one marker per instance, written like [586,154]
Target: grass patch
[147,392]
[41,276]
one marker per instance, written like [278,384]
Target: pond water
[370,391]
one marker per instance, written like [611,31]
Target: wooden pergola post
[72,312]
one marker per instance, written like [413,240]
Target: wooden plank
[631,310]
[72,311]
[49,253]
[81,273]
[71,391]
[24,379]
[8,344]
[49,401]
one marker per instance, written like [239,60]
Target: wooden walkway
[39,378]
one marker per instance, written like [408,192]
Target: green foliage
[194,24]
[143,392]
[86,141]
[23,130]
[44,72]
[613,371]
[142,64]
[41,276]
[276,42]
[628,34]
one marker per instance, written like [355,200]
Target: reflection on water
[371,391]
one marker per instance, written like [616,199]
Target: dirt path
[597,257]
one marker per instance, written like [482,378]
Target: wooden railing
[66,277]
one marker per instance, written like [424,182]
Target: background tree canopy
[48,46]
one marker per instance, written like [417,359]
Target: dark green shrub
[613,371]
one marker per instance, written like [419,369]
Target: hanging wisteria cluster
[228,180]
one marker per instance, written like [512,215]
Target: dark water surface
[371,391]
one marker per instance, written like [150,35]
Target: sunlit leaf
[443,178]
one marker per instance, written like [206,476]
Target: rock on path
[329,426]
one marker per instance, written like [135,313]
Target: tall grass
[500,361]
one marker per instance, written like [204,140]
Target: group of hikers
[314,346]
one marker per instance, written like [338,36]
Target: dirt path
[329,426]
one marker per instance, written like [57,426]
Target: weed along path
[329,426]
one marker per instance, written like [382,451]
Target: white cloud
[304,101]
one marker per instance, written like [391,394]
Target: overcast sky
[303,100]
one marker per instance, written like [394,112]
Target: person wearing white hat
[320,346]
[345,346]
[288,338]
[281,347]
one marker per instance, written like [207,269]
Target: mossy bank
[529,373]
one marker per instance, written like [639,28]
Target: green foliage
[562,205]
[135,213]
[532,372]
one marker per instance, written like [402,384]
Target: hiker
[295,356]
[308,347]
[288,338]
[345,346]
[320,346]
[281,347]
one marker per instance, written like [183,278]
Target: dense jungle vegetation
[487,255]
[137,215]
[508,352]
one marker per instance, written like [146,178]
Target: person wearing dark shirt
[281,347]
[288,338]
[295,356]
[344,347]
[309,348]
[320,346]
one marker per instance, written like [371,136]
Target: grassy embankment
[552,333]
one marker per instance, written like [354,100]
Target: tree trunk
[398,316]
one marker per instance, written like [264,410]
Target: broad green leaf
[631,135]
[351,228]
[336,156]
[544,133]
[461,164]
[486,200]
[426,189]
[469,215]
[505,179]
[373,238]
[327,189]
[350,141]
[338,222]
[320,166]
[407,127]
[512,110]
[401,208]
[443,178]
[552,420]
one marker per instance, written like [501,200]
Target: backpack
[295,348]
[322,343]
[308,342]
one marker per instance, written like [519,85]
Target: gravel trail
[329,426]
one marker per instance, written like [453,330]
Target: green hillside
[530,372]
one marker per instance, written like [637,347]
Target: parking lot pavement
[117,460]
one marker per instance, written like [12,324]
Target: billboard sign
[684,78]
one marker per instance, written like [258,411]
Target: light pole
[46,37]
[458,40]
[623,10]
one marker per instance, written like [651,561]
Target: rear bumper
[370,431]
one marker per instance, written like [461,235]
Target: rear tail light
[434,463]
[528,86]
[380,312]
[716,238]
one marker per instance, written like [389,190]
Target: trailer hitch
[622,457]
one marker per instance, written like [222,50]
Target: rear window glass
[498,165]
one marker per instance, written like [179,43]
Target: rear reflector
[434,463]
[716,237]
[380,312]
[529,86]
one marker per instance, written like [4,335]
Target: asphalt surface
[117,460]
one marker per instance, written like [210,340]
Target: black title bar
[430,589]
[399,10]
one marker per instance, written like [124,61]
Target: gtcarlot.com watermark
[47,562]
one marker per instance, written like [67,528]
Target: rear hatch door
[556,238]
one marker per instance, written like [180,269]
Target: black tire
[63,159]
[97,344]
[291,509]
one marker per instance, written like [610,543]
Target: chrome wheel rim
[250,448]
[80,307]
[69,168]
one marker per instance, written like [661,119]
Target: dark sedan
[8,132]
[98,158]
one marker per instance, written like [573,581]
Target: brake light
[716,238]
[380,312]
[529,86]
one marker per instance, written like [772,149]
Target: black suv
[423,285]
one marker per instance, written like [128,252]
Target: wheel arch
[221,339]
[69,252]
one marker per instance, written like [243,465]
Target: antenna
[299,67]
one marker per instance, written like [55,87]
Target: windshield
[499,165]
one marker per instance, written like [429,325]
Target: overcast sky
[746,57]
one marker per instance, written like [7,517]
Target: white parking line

****************

▶ [Short problem]
Please copy all of the lines above word for word, without changing anything.

▶ [Answer to this task]
one marker per instance, written like [586,154]
Target: grass patch
[147,392]
[41,276]
one marker per instance, written like [278,384]
Target: pond water
[370,391]
one marker per instance, written like [611,31]
Target: wooden pergola post
[72,312]
one marker per instance, written like [413,240]
Target: wooden plank
[631,310]
[72,311]
[49,253]
[81,273]
[71,391]
[24,379]
[8,344]
[49,401]
one marker per instance, written like [239,60]
Target: wooden walkway
[39,378]
one marker per instance, written like [408,192]
Target: green foliage
[194,24]
[143,392]
[86,141]
[23,130]
[44,72]
[613,371]
[142,64]
[41,276]
[276,42]
[628,34]
one marker per instance, written like [355,200]
Target: reflection on water
[371,391]
one marker per instance, written like [616,199]
Target: dirt path
[597,257]
one marker per instance, written like [482,378]
Target: wooden railing
[66,277]
one marker per instance, written like [424,182]
Target: background tree canopy
[48,46]
one marker per instance, written like [417,359]
Target: dark green shrub
[613,371]
one marker per instance, written like [419,369]
Target: hanging wisteria cluster
[228,180]
one marker per instance, written like [512,215]
Target: dark water surface
[371,391]
one marker per instance, written like [150,35]
Target: sunlit leaf
[443,178]
one marker per instance, written like [206,476]
Target: rock on path
[329,426]
one marker per instance, written like [135,313]
Target: tall grass
[500,361]
one marker per instance, written like [204,140]
Target: group of hikers
[314,346]
one marker per instance, written like [338,36]
Target: dirt path
[329,426]
one marker per instance, written like [57,426]
Target: weed along path
[329,426]
one marker per instance, written like [382,451]
Target: white cloud
[304,101]
one marker per instance, written like [391,394]
Target: overcast sky
[303,100]
one marker per instance, written like [394,112]
Target: person wearing white hat
[320,346]
[345,346]
[288,338]
[281,347]
one marker per instance, written like [207,269]
Target: mossy bank
[529,373]
one marker per instance, written like [639,28]
Target: green foliage
[562,205]
[135,213]
[532,372]
one marker per instance, written like [402,384]
Target: hiker
[295,356]
[308,347]
[288,338]
[345,346]
[320,346]
[281,347]
one marker per instance, written like [183,278]
Target: dense jungle vegetation
[487,255]
[137,215]
[508,352]
one marker per instance, written like [146,178]
Target: person wearing dark shirt
[281,347]
[288,338]
[295,356]
[344,347]
[309,348]
[320,346]
one marker per instance, written like [371,136]
Target: grassy embankment
[552,333]
one marker per instance, written like [354,100]
Target: tree trunk
[398,316]
one marker per instance, written like [264,410]
Target: broad green leaf
[631,135]
[351,228]
[336,156]
[544,133]
[461,164]
[486,200]
[426,189]
[469,215]
[505,179]
[373,238]
[327,189]
[350,141]
[338,222]
[320,166]
[407,127]
[512,110]
[401,208]
[443,178]
[552,420]
one marker per instance, written like [501,200]
Target: backpack
[295,348]
[322,343]
[308,342]
one marker per instance, written like [519,85]
Target: gravel trail
[329,426]
one marker per instance, written like [453,330]
Target: green hillside
[530,372]
one marker per instance, written like [637,347]
Target: parking lot pavement
[117,460]
one marker per instance, written like [12,324]
Target: billboard sign
[684,78]
one marker per instance, written like [258,411]
Target: light pole
[46,37]
[458,40]
[623,10]
one marker per instance, written like [651,561]
Target: rear bumper
[370,431]
one marker per instance, written like [461,235]
Target: rear tail light
[434,463]
[528,86]
[380,312]
[716,238]
one marker per instance, written like [389,190]
Target: trailer hitch
[622,457]
one marker per instance, written like [222,50]
Target: rear window glass
[498,165]
one marker per instance, written like [179,43]
Target: rear reflector
[434,463]
[716,237]
[380,312]
[529,86]
one marker per instance, written like [4,335]
Target: asphalt surface
[117,460]
one marker per instance, written like [210,340]
Target: black title bar
[430,589]
[399,10]
one marker per instance, written like [124,61]
Target: gtcarlot.com watermark
[47,562]
one marker per instance, written like [67,528]
Target: rear hatch door
[556,238]
one marker per instance, written like [180,269]
Target: black tire
[63,159]
[97,344]
[291,509]
one marker per instance, written like [610,543]
Target: chrome wheel rim
[250,448]
[80,307]
[69,168]
one marker per instance, written like [661,119]
Target: dark sedan
[8,132]
[98,158]
one marker per instance, written like [573,581]
Target: brake light
[716,238]
[380,312]
[529,86]
one marker per instance, written like [772,149]
Target: black suv
[423,285]
one marker per instance, written like [128,252]
Target: wheel arch
[221,339]
[69,252]
one marker per instance, written like [243,465]
Target: antenna
[299,67]
one marker per instance, written like [55,87]
Target: windshield
[499,165]
one marker per instance, written like [429,325]
Target: overcast sky
[746,57]
one marker per instance, written like [7,517]
Target: white parking line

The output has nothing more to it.